TRECHO DO DOCUMENTO
================================

Como o shogunato da época em que o teatro kabuki surgiu considerou a atividade como uma contribuição à decadência da moralidade, mulheres foram proibidas de atuar, cabendo então aos homens, assumirem também esses papéis, surgindo, então, os onnagata (ou “papel feminino”) que, ao longo do tempo, tornaram-se os mais desejáveis nessa arte, continuando até os dias atuais. Kokuho – O Mestre Kabuki começa em 1964, com o jovem de 14 anos Kikuo Tachibana (Sōya Kurokawa) sendo um onnagata amador em uma peça montada em um jantar em honra a seu pai, um líder da Yakuza, logo recebendo elogios de um dos ilustres convidados, o ator veterano de kabuki Hanai Hanjiro II (Ken Watanabe). Com o assassinato de seu pai, o jovem é albergado por Hanai como seu aprendiz, passando a treinar ao lado de seu filho, Shunsuke Ōgaki (Keitatsu Koshiyama), com os dois logo iniciando ao mesmo tempo uma amizade e uma rivalidade.

Já nesse início, fica evidente o treinamento complexo e duro necessário para ser meramente um ator passável nessa arte, além de outro aspecto essencial: no kabuki, sangue é tudo, pelo que novos atores só costumam surgir com parentesco direto de atores já estabelecidos. O conflito entre talento e hereditariedade, portanto, passa a ser um elemento essencial no desenvolvimento da narrativa, pois coloca um ônus a mais no naturalmente hábil Kikuo. Com uma passagem temporal, os jovens atores são trocados e Kakui passa a ser vivido por Ryo Yoshizawa e Shusuke por Ryusei Yokohama e é a partir desse ponto que a história começa a ganhar capilaridade, tornando-se um cuidadoso emaranhado de situações que envolvem técnica, orgulho e dom artístico, algo que também ganha reflexos em Hanai e sua vontade de ascender a um  ponto ainda mais alto em sua já mais do que festejada carreira. E é também com a entrada dos dois atores jovens principais, que muito claramente se dedicaram tremendamente ao seu ofício, é que vem toda a alma da narrativa.

Há uma reverência grande da produção na forma como o teatro kabuki é apresentado. Tudo é perfeito, imaculado, desde a maquiagem dos onnagata, passando pelos impressionantes figurinos e pelo cuidadoso cenário dos teatros, além dos delicados efeitos práticos. Para ajudar a plateia ocidental, no começo de cada exibição, há um breve resumo sobre a história da peça na forma de texto na tela que abre então espaço para Lee Sang-il fazer “teatro filmado”, mas sem necessariamente ater-se à câmera parada, já que muito do tempo é dedicado os minuciosos movimentos corporais dos atores e, claro, aos seus rostos que ganham inclementes close-ups. Ficam evidentes os dois mundos que existem no filme e também na vida real: aquilo que está no palco e o que está nos bastidores e esses dois mundos nem sempre são harmônicos.

================================

SEÇÃO DE DADOS
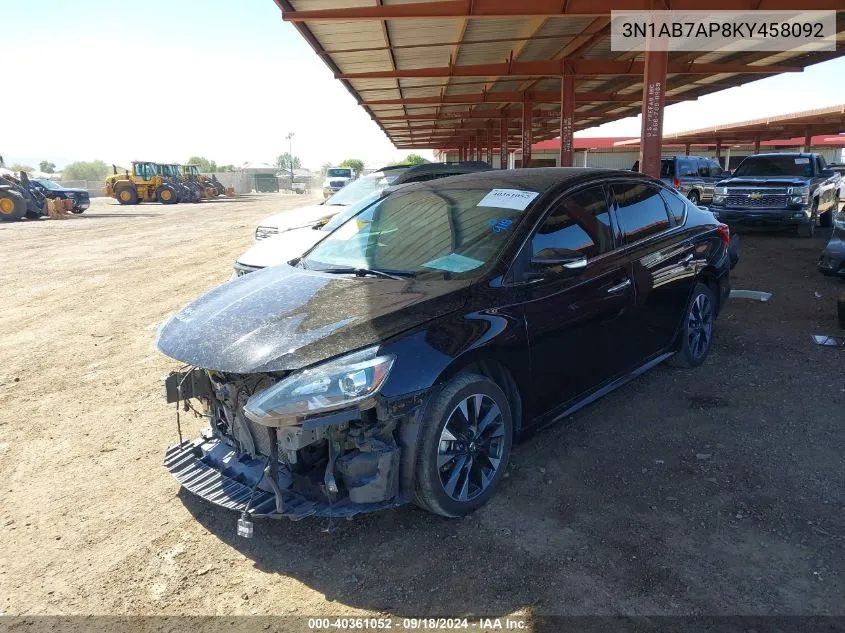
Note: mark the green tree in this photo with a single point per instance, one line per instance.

================================

EXERCÍCIOS PROPOSTOS
**a.** Responda, com base no trecho sobre Kokuho, às perguntas a seguir.
(i) Em que ano começa a história do filme?
(ii) Qual ator interpreta Hanai Hanjiro II?
(iii) O que é apresentado no começo de cada exibição para ajudar a plateia ocidental?
**b.** Diga se cada afirmação concorda com o trecho sobre Kokuho e cite as palavras dele que decidem a resposta.
(i) Na época do shogunato, as mulheres podiam atuar no kabuki.
(ii) No kabuki, novos atores costumam ter parentesco direto com atores já estabelecidos.
(iii) O mundo do palco e o dos bastidores estão sempre em harmonia.
**c.** Reescreva a parte do trecho sobre Kokuho que se inicia com as palavras contendo "Há uma reverência" e se encerra com "sempre são harmônicos.", trocando "close-ups" por "planos fechados".
Os dados não fazem falta para resolver os exercícios.

RESOLUÇÕES COMPLETAS
**a.**
(i) A história começa em 1964.
(ii) Hanai Hanjiro II é interpretado por Ken Watanabe.
(iii) No começo de cada exibição, há um breve resumo sobre a história da peça na forma de texto na tela.

**b.**
(i) Não: "mulheres foram proibidas de atuar".
(ii) Sim: "novos atores só costumam surgir com parentesco direto de atores já estabelecidos".
(iii) Não: "esses dois mundos nem sempre são harmônicos".

**c.**
Há uma reverência grande da produção na forma como o teatro kabuki é apresentado. Tudo é perfeito, imaculado, desde a maquiagem dos onnagata, passando pelos impressionantes figurinos e pelo cuidadoso cenário dos teatros, além dos delicados efeitos práticos. Para ajudar a plateia ocidental, no começo de cada exibição, há um breve resumo sobre a história da peça na forma de texto na tela que abre então espaço para Lee Sang-il fazer “teatro filmado”, mas sem necessariamente ater-se à câmera parada, já que muito do tempo é dedicado os minuciosos movimentos corporais dos atores e, claro, aos seus rostos que ganham inclementes planos fechados. Ficam evidentes os dois mundos que existem no filme e também na vida real: aquilo que está no palco e o que está nos bastidores e esses dois mundos nem sempre são harmônicos.